Stored items:
┌────────

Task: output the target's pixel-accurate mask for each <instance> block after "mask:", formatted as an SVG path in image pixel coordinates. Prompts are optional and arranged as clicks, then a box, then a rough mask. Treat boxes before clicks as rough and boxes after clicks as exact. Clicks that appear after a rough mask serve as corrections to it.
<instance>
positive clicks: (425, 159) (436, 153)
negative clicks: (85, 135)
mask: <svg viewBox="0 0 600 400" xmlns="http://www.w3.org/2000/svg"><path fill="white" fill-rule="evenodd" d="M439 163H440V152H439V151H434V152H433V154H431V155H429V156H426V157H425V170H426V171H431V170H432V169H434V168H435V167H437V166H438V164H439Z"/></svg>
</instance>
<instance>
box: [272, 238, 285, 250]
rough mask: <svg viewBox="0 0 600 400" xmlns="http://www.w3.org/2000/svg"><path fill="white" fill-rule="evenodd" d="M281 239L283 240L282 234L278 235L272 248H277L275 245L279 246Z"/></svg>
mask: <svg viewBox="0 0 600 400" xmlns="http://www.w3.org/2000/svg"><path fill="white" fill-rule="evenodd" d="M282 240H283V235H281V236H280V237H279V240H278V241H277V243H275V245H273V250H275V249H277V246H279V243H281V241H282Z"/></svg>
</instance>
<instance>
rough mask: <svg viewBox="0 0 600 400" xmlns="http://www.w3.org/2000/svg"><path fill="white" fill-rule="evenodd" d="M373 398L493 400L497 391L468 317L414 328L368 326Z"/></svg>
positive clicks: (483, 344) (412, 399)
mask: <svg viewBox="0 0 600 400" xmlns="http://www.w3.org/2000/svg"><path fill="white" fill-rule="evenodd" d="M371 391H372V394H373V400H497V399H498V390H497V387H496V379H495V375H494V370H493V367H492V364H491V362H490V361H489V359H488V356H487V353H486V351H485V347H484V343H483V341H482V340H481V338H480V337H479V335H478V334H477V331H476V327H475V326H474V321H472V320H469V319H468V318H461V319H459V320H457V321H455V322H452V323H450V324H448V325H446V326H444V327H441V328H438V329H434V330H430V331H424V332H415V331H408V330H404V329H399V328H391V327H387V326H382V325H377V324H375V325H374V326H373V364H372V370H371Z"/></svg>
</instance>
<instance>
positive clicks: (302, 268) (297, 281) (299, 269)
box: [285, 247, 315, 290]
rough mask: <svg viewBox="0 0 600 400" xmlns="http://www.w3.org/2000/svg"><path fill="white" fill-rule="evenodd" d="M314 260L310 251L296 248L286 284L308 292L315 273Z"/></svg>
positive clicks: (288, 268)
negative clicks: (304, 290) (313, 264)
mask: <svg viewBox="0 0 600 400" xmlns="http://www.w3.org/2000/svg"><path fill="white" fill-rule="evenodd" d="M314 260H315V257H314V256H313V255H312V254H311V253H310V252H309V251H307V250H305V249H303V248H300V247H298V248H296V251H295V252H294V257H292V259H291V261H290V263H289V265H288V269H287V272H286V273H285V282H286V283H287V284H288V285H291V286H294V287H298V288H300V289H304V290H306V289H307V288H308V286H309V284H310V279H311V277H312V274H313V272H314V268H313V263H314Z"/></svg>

└────────

WORK INSTRUCTION: In full and without alteration, reproduce the records above.

OUTPUT FOR THIS EXERCISE:
Task: output the target's pixel-accurate mask for each <instance> block after "mask:", formatted as an SVG path in image pixel coordinates. Prompts are optional and arranged as clicks, then a box, then a rough mask. Treat boxes before clicks as rough and boxes after clicks as exact. Clicks that appear after a rough mask serve as corrections to it.
<instance>
positive clicks: (425, 159) (436, 153)
negative clicks: (85, 135)
mask: <svg viewBox="0 0 600 400" xmlns="http://www.w3.org/2000/svg"><path fill="white" fill-rule="evenodd" d="M439 163H440V152H439V151H434V152H433V154H431V155H429V156H426V157H425V170H426V171H431V170H432V169H434V168H435V167H437V166H438V164H439Z"/></svg>
</instance>
<instance>
box: [272, 238, 285, 250]
rough mask: <svg viewBox="0 0 600 400" xmlns="http://www.w3.org/2000/svg"><path fill="white" fill-rule="evenodd" d="M281 239L283 240L282 234L278 235L272 248H277L275 245L279 246Z"/></svg>
mask: <svg viewBox="0 0 600 400" xmlns="http://www.w3.org/2000/svg"><path fill="white" fill-rule="evenodd" d="M282 240H283V235H281V236H280V237H279V240H278V241H277V243H275V245H273V250H275V249H277V246H279V243H281V241H282Z"/></svg>
</instance>
<instance>
rough mask: <svg viewBox="0 0 600 400" xmlns="http://www.w3.org/2000/svg"><path fill="white" fill-rule="evenodd" d="M373 398L493 400L497 391L468 317L414 328L368 326Z"/></svg>
positive clicks: (483, 344) (412, 399)
mask: <svg viewBox="0 0 600 400" xmlns="http://www.w3.org/2000/svg"><path fill="white" fill-rule="evenodd" d="M371 391H372V394H373V400H497V399H498V390H497V387H496V379H495V375H494V370H493V367H492V364H491V362H490V361H489V359H488V356H487V353H486V351H485V347H484V343H483V341H482V340H481V338H480V337H479V335H478V334H477V331H476V327H475V326H474V321H472V320H469V319H468V318H461V319H459V320H457V321H455V322H452V323H450V324H448V325H446V326H444V327H441V328H438V329H434V330H430V331H424V332H415V331H408V330H404V329H399V328H391V327H387V326H382V325H377V324H375V325H374V326H373V364H372V370H371Z"/></svg>
</instance>
<instance>
positive clicks: (302, 268) (297, 281) (299, 269)
box: [285, 247, 315, 290]
rough mask: <svg viewBox="0 0 600 400" xmlns="http://www.w3.org/2000/svg"><path fill="white" fill-rule="evenodd" d="M314 260L310 251L296 248L286 284L308 292L315 273Z"/></svg>
positive clicks: (288, 268)
negative clicks: (304, 290) (313, 264)
mask: <svg viewBox="0 0 600 400" xmlns="http://www.w3.org/2000/svg"><path fill="white" fill-rule="evenodd" d="M314 260H315V257H314V256H313V255H312V254H311V253H310V252H309V251H307V250H305V249H303V248H300V247H298V248H296V251H295V252H294V257H292V259H291V261H290V263H289V265H288V269H287V272H286V273H285V282H286V283H287V284H288V285H291V286H294V287H298V288H300V289H304V290H306V289H307V288H308V286H309V284H310V279H311V277H312V274H313V272H314V268H313V263H314Z"/></svg>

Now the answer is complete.